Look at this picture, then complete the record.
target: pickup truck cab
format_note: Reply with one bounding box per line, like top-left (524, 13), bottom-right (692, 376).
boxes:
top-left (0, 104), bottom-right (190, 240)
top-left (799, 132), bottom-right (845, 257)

========

▶ [THE PROBLEM] Your task is to transcribe exactly the lines from the one with "target: pickup truck cab" through the end of the data, both included, and nothing besides.

▶ [TASK RESULT]
target: pickup truck cab
format_note: Reply with one bounding box per line, like top-left (524, 13), bottom-right (692, 376).
boxes:
top-left (0, 104), bottom-right (190, 240)
top-left (799, 132), bottom-right (845, 257)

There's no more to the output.